>> Start QUOTED PASSAGE
Does anyone know how to solve the problem

Thanks in advance

----------


## Neville Bailey

I suggest that you bypass Pastel's restore process and do the following:

Close Pastel and then, in Windows, rename the existing company folder to something else. Then right-click the backup file (which is a zip file) and select Extract All - this will create a new company folder. Open the company folder and look for a file named backup.txt and delete it. Make sure the new company folder is in your Pastel14 folder (where the original company was located).

You can then open the company in Pastel.

----------


## Tuna

Hi Neville,

I'm a newbie on the the forum and I'm not sure where to post my questions. My apologies for using another members thread to post my questions.

I have 2 questions.

1. How do I process an invoice with import vat in pastel?

2. What type of expenses is a Jerry can/ fuel container? The company purchases these only when they are needed, which can be once/twice in 2 years. I'm sure I can't allocate it to the fuel expense account. So do I create an expense account for it? And I kind of feel that it might be an asset too. Kindly advice


Anna

----------


## Neville Bailey

> 1. How do I process an invoice with import vat in pastel?


Create a GL line item on the invoice for the import VAT amount, and use the VAT code 100%. It does not matter which GL code you use, as the entire amount will be automatically allocated to the VAT Control Account, due to the 100% VAT code.
>> End QUOTED PASSAGE
>> Start ENTRIES PROVIDED
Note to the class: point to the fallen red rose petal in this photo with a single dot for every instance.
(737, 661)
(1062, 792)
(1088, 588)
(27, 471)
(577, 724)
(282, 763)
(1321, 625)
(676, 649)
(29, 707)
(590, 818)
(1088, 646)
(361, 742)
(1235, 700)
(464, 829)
>> End ENTRIES PROVIDED
>> Start ENTRIES PROVIDED
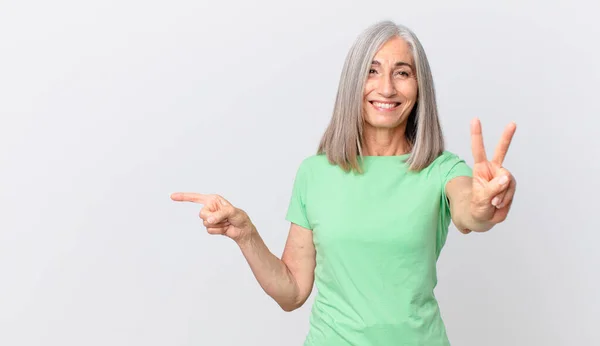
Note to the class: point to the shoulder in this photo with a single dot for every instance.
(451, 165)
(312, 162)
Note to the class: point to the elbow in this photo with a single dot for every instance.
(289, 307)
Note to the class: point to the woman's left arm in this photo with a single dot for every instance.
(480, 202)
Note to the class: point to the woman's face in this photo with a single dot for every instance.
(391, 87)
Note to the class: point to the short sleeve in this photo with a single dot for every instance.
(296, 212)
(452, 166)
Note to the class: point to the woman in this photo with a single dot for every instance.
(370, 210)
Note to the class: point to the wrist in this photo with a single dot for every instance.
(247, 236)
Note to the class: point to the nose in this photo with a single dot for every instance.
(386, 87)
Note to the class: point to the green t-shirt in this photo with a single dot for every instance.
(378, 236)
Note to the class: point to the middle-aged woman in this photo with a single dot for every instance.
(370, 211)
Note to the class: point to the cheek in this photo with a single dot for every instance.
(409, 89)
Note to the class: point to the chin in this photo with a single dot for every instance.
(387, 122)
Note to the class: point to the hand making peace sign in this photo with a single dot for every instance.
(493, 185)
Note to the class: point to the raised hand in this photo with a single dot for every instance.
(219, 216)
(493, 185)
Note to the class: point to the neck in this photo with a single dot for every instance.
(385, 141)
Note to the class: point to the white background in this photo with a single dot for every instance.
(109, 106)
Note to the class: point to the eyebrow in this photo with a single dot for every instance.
>> End ENTRIES PROVIDED
>> Start ENTRIES PROVIDED
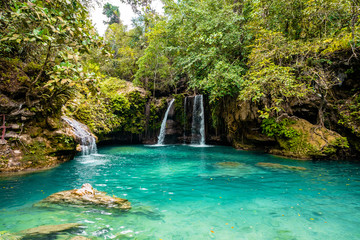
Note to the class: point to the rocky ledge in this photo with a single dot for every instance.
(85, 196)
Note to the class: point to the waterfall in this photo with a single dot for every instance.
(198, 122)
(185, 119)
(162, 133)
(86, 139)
>> End ENTRIES PROVIDED
### WHAT THIS TASK INVOLVES
Extend the Pastel accounting forum thread, picking up right after its final sentence.

### REPLY TO THE TASK
> 2. What type of expenses is a Jerry can/ fuel container? The company purchases these only when they are needed, which can be once/twice in 2 years. I'm sure I can't allocate it to the fuel expense account. So do I create an expense account for it? And I kind of feel that it might be an asset too.


It depends on the reason for the purchase of the cans, and how they are used. If they are used to contain fuel that is then sold, then I would allocate the purchase to something like consumables/packaging, for example.

----------


## Tuna

Thank you. We use the cans to store fuel for the generators and compactors that are used on our construction sites. So Packaging it is.

----------


## hitarth shah

> I suggest that you bypass Pastel's restore process and do the following:
> 
> Close Pastel and then, in Windows, rename the existing company folder to something else. Then right-click the backup file (which is a zip file) and select Extract All - this will create a new company folder. Open the company folder and look for a file named backup.txt and delete it. Make sure the new company folder is in your Pastel14 folder (where the original company was located).
> 
> You can then open the company in Pastel.


hi, Neville,
I have put my query on the forum but no answer till now.
I have the same question. I was using V17 and made a back up, which is in the .zip format.
what I have understood from the a m is : I right click on the last back up file & select *extract all* & select the v18 folder ( which I ate upgraded to, now ) to extract all the files. 
Pastel will make a folder of this company automatically ?? 

or

do I make a new folder with this company name & extract all the files of the .zip file back up in there ?

looking forward to your reply soonest

----------


## ErikaHuman

:Applaud:   Thanks this helped me a lot!!!!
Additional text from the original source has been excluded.